What to produce: Starting at the line that holds "For every instance of the window, give", copy every line exactly through the end of the data, and no others.

Material:
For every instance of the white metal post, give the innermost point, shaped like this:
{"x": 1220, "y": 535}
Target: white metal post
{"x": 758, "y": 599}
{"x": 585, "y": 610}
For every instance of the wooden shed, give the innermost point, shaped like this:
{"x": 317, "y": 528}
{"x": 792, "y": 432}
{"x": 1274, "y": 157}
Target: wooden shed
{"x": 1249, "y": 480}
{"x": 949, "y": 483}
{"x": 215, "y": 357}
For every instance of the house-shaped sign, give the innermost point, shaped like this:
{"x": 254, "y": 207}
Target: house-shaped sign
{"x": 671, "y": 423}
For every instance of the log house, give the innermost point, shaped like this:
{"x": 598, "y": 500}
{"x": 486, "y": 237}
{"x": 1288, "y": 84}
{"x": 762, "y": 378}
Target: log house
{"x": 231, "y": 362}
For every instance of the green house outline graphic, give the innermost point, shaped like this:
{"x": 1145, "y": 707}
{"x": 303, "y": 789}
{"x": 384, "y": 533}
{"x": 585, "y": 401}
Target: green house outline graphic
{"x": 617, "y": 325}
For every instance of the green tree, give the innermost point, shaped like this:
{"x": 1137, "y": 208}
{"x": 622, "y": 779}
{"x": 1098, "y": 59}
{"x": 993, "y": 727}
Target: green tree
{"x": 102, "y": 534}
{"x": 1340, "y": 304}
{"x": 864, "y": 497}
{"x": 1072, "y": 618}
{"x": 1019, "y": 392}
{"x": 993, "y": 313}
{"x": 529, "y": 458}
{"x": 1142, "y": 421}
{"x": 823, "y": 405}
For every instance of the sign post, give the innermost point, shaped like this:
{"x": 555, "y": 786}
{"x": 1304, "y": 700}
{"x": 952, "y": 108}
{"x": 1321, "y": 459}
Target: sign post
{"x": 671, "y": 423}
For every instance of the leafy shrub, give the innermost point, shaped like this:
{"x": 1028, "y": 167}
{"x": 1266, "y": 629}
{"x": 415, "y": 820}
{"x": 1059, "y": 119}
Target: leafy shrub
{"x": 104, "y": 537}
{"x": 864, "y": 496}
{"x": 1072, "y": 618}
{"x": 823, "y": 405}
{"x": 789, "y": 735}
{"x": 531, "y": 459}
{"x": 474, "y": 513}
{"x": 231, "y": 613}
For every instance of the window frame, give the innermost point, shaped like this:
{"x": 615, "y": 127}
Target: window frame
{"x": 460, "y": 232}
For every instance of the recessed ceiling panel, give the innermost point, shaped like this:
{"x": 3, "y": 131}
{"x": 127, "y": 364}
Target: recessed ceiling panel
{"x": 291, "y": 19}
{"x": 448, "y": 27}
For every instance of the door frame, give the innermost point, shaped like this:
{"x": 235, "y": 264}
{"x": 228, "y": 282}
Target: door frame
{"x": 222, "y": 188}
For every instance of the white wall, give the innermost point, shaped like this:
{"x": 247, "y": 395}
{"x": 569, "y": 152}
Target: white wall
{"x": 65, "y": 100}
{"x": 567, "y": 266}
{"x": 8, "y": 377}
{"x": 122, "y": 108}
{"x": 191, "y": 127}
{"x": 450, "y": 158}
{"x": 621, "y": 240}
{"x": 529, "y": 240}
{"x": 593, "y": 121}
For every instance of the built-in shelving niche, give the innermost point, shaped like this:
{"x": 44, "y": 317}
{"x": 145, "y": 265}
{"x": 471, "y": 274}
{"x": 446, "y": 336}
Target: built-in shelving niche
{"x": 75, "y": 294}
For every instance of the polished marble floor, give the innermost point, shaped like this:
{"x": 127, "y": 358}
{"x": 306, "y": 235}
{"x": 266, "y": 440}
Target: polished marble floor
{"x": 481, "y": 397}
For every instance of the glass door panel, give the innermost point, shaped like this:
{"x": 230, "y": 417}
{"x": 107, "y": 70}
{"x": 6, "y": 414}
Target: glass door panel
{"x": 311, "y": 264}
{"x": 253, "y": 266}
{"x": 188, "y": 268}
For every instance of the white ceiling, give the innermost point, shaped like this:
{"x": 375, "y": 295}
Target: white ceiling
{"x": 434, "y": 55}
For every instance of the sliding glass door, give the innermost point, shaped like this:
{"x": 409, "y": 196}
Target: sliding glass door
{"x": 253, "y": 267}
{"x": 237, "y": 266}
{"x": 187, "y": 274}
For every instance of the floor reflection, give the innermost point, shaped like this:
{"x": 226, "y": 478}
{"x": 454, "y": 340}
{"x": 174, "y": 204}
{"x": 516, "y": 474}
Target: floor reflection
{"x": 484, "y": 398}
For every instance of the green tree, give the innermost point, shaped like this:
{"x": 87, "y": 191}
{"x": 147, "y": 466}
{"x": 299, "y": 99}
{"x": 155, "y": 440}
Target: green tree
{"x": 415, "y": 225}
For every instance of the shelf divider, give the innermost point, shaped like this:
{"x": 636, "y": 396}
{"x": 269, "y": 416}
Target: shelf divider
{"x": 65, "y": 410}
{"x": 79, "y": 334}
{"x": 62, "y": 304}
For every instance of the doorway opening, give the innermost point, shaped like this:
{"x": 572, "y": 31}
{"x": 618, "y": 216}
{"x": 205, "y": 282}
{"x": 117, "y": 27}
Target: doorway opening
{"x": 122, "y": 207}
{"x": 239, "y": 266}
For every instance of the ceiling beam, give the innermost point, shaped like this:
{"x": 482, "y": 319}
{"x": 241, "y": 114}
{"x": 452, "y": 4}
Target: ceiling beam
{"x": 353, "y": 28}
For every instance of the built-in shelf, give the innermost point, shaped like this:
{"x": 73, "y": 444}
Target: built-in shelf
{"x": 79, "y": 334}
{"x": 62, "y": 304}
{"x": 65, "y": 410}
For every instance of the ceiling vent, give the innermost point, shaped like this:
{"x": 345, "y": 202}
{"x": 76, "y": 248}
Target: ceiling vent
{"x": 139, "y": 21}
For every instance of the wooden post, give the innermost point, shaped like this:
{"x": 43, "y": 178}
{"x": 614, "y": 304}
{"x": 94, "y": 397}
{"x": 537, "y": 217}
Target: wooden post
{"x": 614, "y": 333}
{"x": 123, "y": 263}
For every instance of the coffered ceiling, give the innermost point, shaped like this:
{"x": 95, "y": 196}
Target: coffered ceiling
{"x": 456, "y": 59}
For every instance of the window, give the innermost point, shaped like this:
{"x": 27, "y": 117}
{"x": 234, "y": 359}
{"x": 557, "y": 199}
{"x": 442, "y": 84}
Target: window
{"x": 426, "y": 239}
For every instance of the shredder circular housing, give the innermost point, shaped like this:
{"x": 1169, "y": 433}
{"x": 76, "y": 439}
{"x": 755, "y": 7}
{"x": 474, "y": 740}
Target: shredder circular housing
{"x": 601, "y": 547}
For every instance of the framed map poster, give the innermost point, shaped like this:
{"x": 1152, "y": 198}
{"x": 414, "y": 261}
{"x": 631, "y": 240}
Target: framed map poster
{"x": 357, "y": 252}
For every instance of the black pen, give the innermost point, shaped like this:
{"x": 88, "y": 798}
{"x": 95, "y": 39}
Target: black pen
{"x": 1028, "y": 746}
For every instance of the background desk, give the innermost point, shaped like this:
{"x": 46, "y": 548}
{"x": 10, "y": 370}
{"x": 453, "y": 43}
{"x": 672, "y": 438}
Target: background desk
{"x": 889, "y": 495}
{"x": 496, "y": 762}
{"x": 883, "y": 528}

Task solution:
For every instance of the window, give the innermost point, shaped like this:
{"x": 27, "y": 117}
{"x": 234, "y": 359}
{"x": 557, "y": 199}
{"x": 442, "y": 84}
Target: window
{"x": 426, "y": 239}
For every instance of the shredder circular housing, give the innermost point, shaped like this:
{"x": 1169, "y": 433}
{"x": 76, "y": 439}
{"x": 755, "y": 7}
{"x": 474, "y": 740}
Target: shredder circular housing
{"x": 601, "y": 547}
For every instance of the framed map poster, give the innermost point, shaped like this:
{"x": 1152, "y": 198}
{"x": 414, "y": 261}
{"x": 631, "y": 240}
Target: framed map poster
{"x": 357, "y": 252}
For every instance of the black pen, give the innermost point, shaped like this:
{"x": 88, "y": 798}
{"x": 95, "y": 39}
Target: black pen
{"x": 1028, "y": 746}
For every instance of the background desk, give the innermost point, shaped like this:
{"x": 46, "y": 548}
{"x": 10, "y": 370}
{"x": 453, "y": 43}
{"x": 672, "y": 438}
Target: background desk
{"x": 889, "y": 495}
{"x": 496, "y": 762}
{"x": 883, "y": 528}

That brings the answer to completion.